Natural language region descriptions
BEGIN
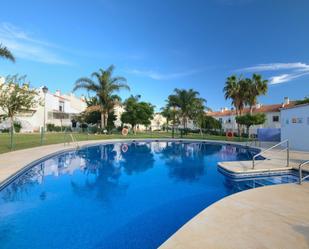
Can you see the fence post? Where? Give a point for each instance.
(288, 154)
(42, 135)
(11, 137)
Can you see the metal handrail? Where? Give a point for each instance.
(276, 145)
(300, 169)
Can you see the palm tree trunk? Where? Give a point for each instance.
(105, 119)
(12, 124)
(102, 120)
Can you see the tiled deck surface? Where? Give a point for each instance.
(275, 161)
(267, 217)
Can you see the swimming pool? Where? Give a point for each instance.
(121, 195)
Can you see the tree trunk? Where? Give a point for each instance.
(12, 124)
(102, 120)
(105, 120)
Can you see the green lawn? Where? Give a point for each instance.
(23, 141)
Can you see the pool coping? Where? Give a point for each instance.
(265, 217)
(84, 144)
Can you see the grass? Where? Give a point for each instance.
(23, 141)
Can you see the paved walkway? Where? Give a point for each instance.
(276, 160)
(262, 218)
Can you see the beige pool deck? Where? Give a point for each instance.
(267, 217)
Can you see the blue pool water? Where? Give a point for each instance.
(118, 195)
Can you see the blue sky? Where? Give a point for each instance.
(161, 45)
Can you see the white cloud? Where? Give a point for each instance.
(162, 76)
(275, 67)
(285, 77)
(23, 45)
(292, 71)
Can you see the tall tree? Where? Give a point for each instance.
(16, 96)
(104, 86)
(236, 89)
(256, 87)
(186, 101)
(6, 53)
(248, 120)
(137, 112)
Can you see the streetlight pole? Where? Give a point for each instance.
(45, 90)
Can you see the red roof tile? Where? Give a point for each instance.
(262, 109)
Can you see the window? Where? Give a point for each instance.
(61, 106)
(275, 118)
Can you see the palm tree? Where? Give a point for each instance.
(234, 89)
(6, 53)
(186, 101)
(104, 86)
(256, 87)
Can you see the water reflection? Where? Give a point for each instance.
(138, 158)
(102, 174)
(96, 171)
(186, 160)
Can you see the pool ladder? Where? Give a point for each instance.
(300, 170)
(287, 148)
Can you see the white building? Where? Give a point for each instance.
(228, 117)
(295, 126)
(59, 110)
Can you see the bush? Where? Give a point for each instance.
(17, 127)
(50, 127)
(54, 128)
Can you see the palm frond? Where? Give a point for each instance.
(6, 53)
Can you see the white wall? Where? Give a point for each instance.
(295, 127)
(229, 122)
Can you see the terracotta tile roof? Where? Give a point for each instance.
(262, 109)
(60, 97)
(93, 108)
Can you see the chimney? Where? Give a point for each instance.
(286, 101)
(58, 93)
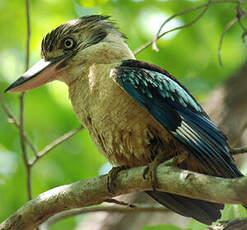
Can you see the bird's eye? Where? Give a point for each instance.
(68, 43)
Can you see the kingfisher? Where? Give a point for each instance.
(136, 113)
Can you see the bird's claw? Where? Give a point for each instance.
(150, 171)
(150, 174)
(111, 177)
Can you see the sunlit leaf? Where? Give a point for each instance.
(162, 227)
(91, 3)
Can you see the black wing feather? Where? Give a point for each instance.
(178, 112)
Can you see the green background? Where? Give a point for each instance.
(189, 54)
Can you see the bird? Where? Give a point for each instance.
(135, 112)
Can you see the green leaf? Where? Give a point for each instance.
(92, 3)
(161, 227)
END
# [WORK TO COMPLETE]
Without including the pictures, reproduce all entries exactly.

# [OUTPUT]
Can you see the fence post? Where? Give a point for each instance.
(288, 154)
(42, 135)
(11, 137)
Can you see the metal handrail? Where? Give a point for each instance.
(276, 145)
(300, 169)
Can you see the palm tree trunk? Where? Give a point for each instance.
(105, 119)
(12, 124)
(102, 120)
Can you see the tiled deck surface? Where? Give a point for each instance.
(275, 161)
(267, 217)
Can you see the swimming pool? Where? Give a point for each instance.
(121, 195)
Can you see the tree trunk? Where? Give a point for each instance.
(12, 124)
(102, 120)
(105, 120)
Can you see the green lawn? Where? Give a point for each instance.
(23, 141)
Can you see the pool coping? Where? Give a point for each instance.
(265, 217)
(84, 144)
Can you see the grass? Where? Give a point for each instance.
(23, 141)
Can you see the paved walkway? Where? Give a point for each instance.
(276, 160)
(262, 218)
Can you see the beige pool deck? Where? Give a point for each instance.
(267, 217)
Can you see the blue pool water? Where? Give a point for each instance.
(118, 195)
Can you see the blue sky? Where? Give a point for each instance.
(161, 45)
Can you see the white cloud? Where? Give a point for each instance.
(162, 76)
(275, 67)
(285, 77)
(23, 45)
(292, 71)
Can you see the tall tree? Where? Give a point for each instance.
(16, 96)
(104, 86)
(236, 89)
(256, 87)
(186, 101)
(6, 53)
(248, 120)
(137, 112)
Can you see the streetlight pole? Where? Give a point for each instance.
(45, 90)
Can you see the red roof tile? Where? Give a point for each instance.
(262, 109)
Can you see the window? Where? Give a point for each instance.
(61, 106)
(275, 118)
Can you see the palm tree? Where? Give a point for each instance.
(234, 89)
(6, 53)
(186, 101)
(104, 86)
(256, 87)
Can you see the water reflection? Where? Give a point for each instance.
(138, 158)
(102, 174)
(96, 171)
(186, 160)
Can you see the pool ladder? Where? Give a point for each instance.
(300, 170)
(287, 148)
Can you see the white building? Where? Give a point for each instance.
(228, 117)
(295, 126)
(59, 110)
Can you see the bush? Where? Give a point for each instance.
(17, 127)
(50, 127)
(54, 128)
Can you see the palm frond? Where? Give a point for each instance.
(6, 53)
Can you see the white wall? Where? Give a point for each instance.
(295, 127)
(229, 122)
Can you see the terracotta tile roof? Where? Give a point for each instance.
(262, 109)
(60, 97)
(93, 108)
Can you see the chimney? Where? Give a point for each instance.
(286, 101)
(58, 93)
Can you see the bird's eye? Where? Give a point for each instance.
(68, 43)
Can you see the kingfisher? Where? Give a point for each instance.
(136, 113)
Can you see the bird's claw? Where? Give a point for each instance.
(150, 171)
(150, 174)
(111, 177)
Can you see the sunlit leaf? Where? Give a point for each instance.
(162, 227)
(91, 3)
Can you see the black wing feather? Where? Give a point for each instance.
(178, 112)
Can you see the green background? Where? Give a point for each instance.
(189, 54)
Can you see the bird? Where? Give a point for each instance.
(135, 112)
Can you see the green leaf? Where? Give a point for each instance.
(92, 3)
(161, 227)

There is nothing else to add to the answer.